Source records
————————

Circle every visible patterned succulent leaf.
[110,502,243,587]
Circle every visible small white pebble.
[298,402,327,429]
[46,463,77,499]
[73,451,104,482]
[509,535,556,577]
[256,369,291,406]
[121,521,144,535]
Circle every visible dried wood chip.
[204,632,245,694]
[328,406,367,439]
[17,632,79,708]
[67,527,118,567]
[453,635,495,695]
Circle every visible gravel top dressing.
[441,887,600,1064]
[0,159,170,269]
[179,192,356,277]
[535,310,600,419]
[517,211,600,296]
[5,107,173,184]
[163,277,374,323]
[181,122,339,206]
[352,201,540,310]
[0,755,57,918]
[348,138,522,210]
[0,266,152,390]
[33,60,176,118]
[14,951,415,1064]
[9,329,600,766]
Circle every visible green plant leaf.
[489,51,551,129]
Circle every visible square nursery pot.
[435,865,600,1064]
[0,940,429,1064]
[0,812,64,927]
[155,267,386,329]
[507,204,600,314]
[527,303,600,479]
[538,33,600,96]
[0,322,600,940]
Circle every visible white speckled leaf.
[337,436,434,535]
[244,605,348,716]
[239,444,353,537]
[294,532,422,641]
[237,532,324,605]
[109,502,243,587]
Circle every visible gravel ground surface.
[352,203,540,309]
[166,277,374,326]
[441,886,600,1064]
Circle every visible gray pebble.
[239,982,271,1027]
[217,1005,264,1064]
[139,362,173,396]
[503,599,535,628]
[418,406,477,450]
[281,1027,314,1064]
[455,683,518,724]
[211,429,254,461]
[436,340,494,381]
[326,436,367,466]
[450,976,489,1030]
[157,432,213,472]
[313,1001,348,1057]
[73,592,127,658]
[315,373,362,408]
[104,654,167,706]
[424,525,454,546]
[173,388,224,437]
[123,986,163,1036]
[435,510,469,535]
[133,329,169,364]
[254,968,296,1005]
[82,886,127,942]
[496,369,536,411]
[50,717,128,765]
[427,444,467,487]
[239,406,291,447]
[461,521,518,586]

————————

What the task asks
Copy the material above word for word, starting at its very first line and ending at the line that contains "[453,635,495,695]", with both of those lines included.

Reply to the task
Circle every visible patterned succulent leaf.
[110,502,243,587]
Circle every visible small white pebble.
[298,402,327,429]
[46,463,77,499]
[73,451,104,482]
[509,535,556,577]
[256,369,291,406]
[121,521,144,535]
Circle every visible dried wood chip.
[204,632,245,694]
[328,406,367,439]
[17,632,79,708]
[67,527,118,567]
[453,635,495,695]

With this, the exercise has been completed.